***** The records *****

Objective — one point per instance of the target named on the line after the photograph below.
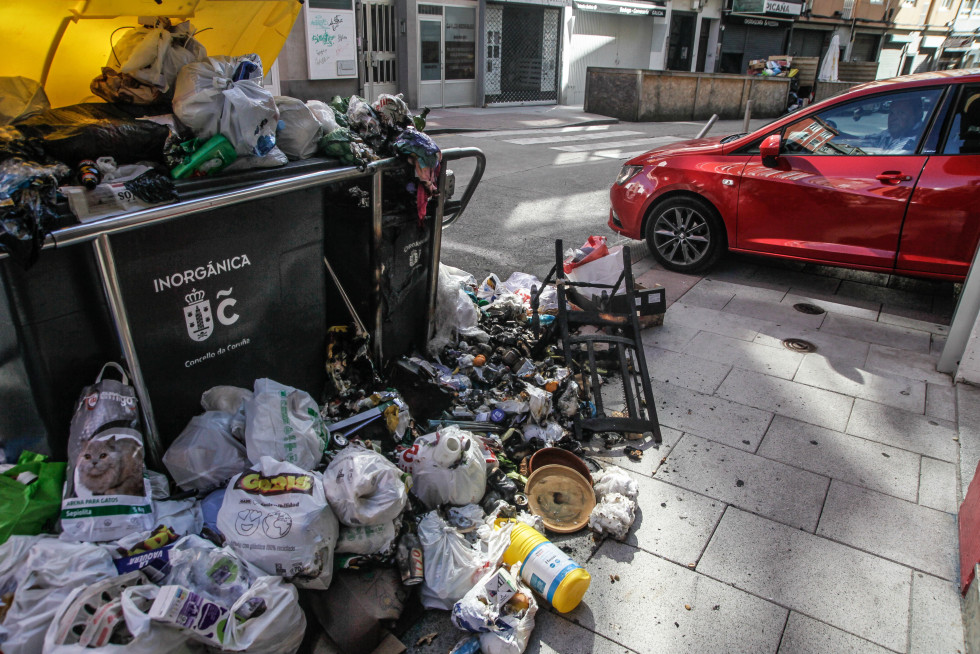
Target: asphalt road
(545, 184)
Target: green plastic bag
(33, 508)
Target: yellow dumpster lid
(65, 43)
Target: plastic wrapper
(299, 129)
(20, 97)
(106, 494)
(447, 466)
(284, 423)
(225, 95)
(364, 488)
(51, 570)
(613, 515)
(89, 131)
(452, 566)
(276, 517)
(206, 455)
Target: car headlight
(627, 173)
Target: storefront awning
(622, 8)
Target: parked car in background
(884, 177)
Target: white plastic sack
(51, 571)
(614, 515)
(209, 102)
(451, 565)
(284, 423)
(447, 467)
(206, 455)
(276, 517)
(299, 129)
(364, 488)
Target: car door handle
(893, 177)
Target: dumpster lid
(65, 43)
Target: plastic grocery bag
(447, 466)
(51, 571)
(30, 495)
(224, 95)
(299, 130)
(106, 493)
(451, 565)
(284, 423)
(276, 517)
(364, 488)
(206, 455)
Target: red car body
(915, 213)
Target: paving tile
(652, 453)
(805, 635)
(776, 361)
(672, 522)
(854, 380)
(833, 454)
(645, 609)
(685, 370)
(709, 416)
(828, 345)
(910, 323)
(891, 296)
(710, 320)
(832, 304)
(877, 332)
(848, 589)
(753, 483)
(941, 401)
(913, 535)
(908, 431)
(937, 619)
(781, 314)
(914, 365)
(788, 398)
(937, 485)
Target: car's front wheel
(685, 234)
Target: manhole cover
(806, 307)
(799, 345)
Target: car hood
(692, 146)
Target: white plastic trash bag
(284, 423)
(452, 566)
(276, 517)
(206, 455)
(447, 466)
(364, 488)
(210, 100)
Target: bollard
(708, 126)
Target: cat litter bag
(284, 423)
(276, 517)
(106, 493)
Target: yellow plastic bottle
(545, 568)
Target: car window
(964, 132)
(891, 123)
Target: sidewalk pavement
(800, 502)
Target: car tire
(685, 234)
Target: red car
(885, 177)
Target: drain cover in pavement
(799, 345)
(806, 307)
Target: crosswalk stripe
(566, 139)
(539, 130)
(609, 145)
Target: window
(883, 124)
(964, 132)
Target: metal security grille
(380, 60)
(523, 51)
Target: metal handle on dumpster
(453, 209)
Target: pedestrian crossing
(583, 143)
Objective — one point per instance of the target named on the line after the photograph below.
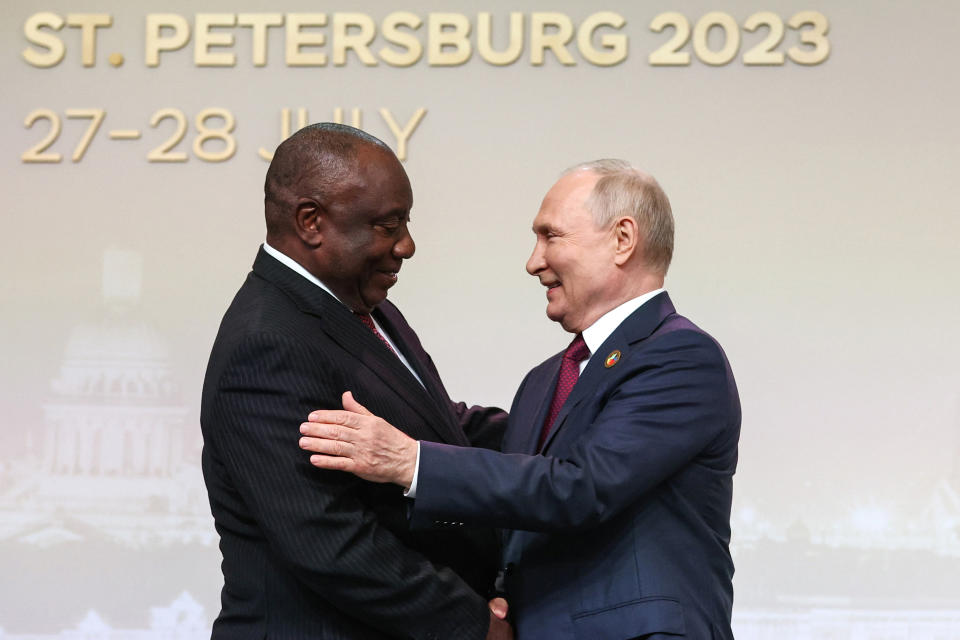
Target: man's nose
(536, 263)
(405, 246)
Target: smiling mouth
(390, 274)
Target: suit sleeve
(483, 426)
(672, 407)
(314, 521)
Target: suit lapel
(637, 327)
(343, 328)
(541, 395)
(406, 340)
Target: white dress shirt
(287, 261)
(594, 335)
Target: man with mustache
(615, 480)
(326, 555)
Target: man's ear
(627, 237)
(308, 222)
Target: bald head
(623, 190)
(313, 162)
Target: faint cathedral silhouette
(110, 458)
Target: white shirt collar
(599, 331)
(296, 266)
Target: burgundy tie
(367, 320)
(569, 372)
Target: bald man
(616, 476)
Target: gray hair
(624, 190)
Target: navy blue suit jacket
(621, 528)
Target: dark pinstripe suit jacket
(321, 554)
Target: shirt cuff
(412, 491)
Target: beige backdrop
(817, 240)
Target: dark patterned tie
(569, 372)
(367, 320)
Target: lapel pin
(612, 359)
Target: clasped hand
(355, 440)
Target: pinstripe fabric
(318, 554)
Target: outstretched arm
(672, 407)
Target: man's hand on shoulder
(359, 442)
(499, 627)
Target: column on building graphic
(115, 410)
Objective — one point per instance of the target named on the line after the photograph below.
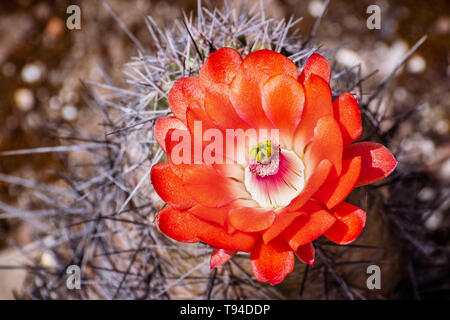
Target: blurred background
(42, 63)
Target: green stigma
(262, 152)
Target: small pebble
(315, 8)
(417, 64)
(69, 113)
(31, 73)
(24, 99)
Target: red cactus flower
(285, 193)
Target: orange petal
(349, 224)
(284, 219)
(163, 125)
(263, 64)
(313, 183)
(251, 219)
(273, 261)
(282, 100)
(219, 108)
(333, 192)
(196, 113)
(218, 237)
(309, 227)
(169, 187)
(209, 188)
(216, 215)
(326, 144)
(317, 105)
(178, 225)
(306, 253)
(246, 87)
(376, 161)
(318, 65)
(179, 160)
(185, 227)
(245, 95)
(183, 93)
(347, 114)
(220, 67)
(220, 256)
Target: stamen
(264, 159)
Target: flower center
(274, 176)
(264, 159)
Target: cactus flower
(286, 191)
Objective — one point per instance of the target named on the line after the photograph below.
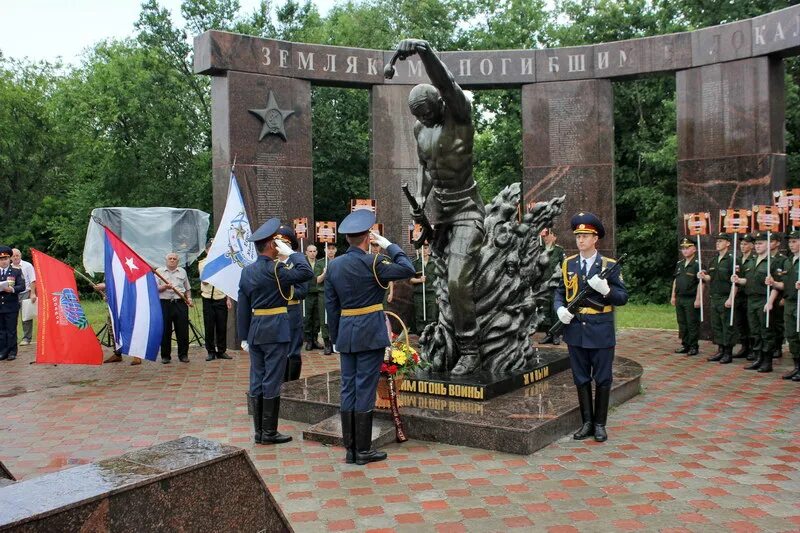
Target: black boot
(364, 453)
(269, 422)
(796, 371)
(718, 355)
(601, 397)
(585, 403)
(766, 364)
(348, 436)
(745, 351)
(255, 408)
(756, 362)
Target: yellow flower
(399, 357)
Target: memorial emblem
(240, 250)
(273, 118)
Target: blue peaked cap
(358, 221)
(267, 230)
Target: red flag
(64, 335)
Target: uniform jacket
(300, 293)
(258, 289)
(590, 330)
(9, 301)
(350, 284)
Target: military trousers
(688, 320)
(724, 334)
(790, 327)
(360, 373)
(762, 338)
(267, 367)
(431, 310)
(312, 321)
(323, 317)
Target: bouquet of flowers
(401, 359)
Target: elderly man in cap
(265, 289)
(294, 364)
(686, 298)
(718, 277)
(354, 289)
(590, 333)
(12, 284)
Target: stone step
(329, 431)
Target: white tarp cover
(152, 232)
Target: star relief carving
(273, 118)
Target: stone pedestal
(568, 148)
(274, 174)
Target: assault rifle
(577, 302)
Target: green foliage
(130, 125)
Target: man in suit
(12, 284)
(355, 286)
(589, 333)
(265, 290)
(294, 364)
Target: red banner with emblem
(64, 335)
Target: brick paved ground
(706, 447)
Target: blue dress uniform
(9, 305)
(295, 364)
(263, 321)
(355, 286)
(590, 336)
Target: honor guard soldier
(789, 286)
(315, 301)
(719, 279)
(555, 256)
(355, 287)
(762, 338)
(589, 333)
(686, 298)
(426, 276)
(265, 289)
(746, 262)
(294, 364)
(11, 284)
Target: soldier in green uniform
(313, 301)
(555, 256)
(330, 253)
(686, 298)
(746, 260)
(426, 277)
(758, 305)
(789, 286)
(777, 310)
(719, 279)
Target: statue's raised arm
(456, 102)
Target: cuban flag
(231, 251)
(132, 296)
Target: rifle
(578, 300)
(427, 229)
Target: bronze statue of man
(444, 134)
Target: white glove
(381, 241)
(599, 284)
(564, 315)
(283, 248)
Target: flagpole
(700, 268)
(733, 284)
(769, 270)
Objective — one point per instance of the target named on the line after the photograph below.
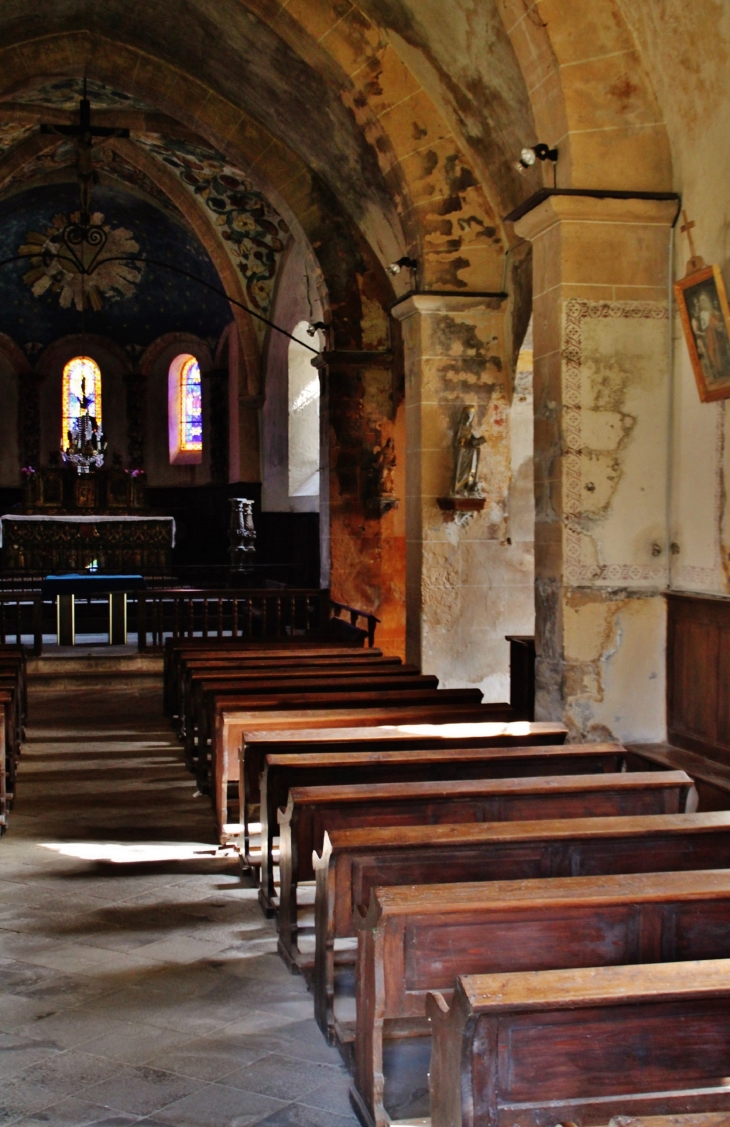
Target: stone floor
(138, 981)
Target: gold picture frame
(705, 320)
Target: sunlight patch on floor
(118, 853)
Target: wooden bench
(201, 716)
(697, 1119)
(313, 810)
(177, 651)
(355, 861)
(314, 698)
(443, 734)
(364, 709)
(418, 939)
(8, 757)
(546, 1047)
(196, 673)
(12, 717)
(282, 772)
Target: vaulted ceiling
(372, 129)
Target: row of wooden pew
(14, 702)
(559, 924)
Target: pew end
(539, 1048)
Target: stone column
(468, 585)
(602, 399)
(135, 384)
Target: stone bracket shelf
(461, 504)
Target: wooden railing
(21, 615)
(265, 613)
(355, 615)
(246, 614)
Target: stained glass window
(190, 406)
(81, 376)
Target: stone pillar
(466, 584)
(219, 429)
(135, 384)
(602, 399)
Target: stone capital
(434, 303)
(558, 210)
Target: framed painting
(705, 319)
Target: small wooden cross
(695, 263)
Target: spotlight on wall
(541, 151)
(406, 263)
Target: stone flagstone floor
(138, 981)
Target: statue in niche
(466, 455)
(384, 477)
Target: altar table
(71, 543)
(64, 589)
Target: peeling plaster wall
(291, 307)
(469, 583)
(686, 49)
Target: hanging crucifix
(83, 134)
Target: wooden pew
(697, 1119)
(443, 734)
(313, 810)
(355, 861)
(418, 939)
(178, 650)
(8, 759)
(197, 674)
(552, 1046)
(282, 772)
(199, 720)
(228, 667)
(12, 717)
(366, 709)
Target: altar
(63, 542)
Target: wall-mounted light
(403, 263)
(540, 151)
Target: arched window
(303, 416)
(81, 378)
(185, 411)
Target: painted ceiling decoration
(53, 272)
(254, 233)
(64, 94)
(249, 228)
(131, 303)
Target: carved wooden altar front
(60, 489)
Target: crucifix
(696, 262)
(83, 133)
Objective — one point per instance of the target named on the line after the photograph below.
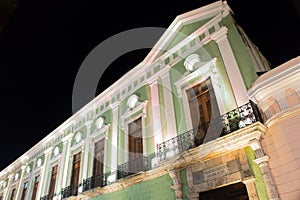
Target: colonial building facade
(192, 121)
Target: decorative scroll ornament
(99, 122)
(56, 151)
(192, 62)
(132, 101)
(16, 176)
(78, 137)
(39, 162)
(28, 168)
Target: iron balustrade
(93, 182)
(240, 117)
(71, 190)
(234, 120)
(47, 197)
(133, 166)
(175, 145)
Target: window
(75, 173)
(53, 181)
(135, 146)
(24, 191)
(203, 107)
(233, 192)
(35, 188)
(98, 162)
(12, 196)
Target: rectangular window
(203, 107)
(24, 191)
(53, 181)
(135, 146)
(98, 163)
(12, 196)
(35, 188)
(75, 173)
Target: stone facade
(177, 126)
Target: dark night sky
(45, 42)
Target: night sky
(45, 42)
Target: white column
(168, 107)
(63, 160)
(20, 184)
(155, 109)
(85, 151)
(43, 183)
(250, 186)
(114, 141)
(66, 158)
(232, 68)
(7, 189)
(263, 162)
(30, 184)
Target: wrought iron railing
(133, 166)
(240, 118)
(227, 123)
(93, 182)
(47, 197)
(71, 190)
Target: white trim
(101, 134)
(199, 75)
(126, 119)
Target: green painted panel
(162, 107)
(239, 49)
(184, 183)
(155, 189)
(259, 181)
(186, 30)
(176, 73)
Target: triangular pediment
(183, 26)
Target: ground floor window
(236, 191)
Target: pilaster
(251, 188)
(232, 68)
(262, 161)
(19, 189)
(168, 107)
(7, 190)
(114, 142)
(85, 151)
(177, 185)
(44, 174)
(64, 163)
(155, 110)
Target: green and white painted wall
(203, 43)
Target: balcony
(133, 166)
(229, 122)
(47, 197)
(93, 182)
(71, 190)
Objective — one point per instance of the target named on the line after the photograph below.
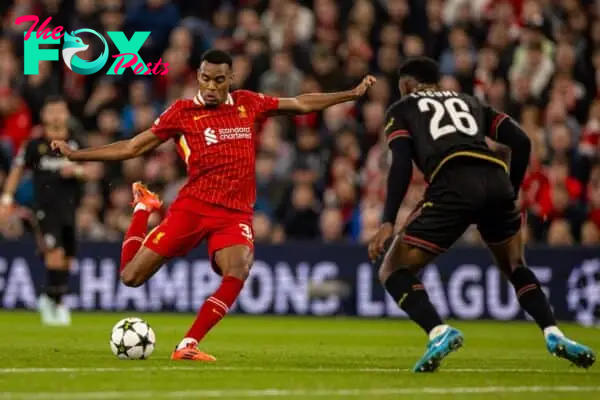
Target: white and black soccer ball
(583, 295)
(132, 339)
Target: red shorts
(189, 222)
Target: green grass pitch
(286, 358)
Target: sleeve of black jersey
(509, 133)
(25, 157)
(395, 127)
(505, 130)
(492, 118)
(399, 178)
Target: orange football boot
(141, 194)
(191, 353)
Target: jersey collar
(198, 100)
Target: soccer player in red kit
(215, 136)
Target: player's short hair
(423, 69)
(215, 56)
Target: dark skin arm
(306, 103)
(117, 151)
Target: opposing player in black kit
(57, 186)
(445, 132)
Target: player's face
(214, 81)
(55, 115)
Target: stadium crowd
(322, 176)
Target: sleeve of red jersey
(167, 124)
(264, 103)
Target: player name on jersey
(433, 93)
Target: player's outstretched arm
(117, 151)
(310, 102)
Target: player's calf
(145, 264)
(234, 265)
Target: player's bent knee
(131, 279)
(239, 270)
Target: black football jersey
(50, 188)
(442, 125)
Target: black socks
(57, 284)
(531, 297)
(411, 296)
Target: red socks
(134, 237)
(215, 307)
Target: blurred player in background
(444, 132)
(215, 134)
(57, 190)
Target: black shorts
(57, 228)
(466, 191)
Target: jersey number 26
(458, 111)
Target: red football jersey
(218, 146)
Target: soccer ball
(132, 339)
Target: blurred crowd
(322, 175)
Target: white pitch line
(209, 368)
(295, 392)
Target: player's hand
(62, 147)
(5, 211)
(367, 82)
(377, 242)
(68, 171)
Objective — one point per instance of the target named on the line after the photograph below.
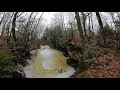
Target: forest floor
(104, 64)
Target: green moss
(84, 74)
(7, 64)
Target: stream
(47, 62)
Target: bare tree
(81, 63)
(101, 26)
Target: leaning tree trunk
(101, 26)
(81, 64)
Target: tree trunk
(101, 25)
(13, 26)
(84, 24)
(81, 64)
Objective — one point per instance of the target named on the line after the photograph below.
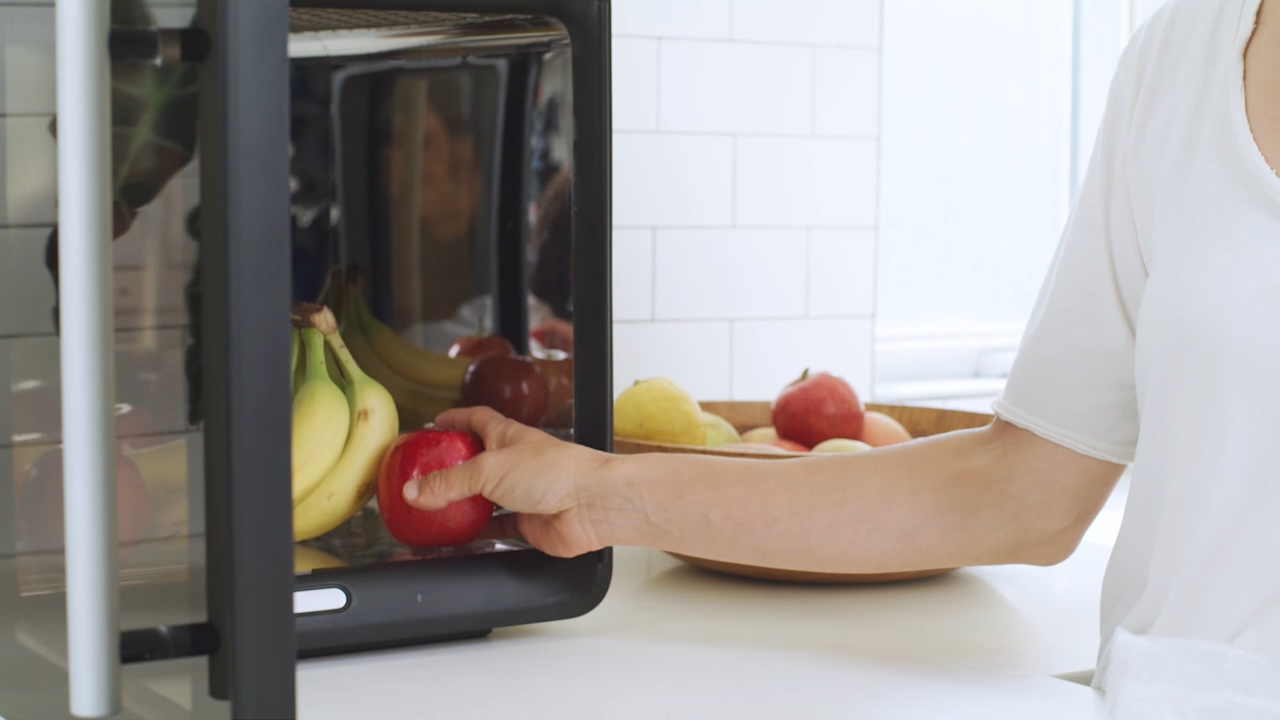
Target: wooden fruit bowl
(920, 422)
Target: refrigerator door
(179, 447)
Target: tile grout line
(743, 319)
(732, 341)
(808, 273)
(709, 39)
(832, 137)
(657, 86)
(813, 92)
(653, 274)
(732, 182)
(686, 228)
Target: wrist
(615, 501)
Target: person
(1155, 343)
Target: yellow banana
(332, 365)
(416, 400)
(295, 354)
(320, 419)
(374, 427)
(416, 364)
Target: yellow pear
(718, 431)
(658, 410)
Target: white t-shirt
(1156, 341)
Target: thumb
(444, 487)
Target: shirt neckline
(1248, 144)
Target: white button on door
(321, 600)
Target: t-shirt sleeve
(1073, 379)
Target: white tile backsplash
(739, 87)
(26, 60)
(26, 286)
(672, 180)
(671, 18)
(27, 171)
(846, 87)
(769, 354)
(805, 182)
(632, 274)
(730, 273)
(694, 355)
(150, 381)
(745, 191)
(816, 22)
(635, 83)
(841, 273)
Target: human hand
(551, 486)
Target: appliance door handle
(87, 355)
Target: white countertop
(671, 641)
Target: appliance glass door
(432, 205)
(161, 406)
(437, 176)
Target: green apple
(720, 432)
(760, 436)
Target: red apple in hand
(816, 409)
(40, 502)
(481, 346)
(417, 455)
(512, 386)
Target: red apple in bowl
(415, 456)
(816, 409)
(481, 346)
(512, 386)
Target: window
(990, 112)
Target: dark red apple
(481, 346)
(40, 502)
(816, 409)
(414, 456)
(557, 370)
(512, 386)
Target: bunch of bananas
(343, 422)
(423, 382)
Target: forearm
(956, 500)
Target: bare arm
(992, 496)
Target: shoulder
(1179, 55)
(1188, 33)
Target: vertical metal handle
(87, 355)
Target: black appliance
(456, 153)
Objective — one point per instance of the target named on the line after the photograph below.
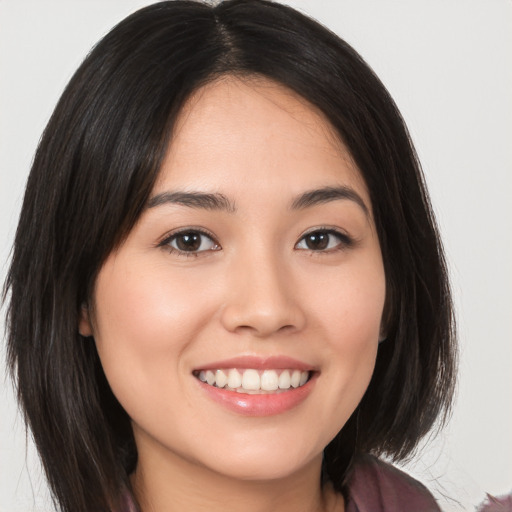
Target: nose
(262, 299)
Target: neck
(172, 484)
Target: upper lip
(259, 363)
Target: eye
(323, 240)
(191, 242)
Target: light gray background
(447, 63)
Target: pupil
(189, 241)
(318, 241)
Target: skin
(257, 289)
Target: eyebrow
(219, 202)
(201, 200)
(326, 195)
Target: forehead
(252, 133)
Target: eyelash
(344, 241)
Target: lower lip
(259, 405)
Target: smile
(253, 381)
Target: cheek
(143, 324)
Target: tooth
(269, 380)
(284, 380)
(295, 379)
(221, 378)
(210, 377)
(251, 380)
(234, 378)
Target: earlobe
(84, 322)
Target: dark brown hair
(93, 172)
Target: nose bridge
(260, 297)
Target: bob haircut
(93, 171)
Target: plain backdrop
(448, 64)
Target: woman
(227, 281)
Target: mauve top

*****

Task:
From the line with "Target: tooth" to the final line of the data above, please reproduce every line exactly and add nothing.

Result below:
Target: tooth
(269, 380)
(284, 380)
(295, 379)
(221, 378)
(210, 377)
(251, 380)
(234, 378)
Target: earlobe
(84, 322)
Target: dark brown hair
(93, 172)
Target: nose bridge
(260, 297)
Target: bob haircut
(93, 171)
Target: plain backdrop
(448, 64)
Target: woman
(227, 281)
Target: mauve top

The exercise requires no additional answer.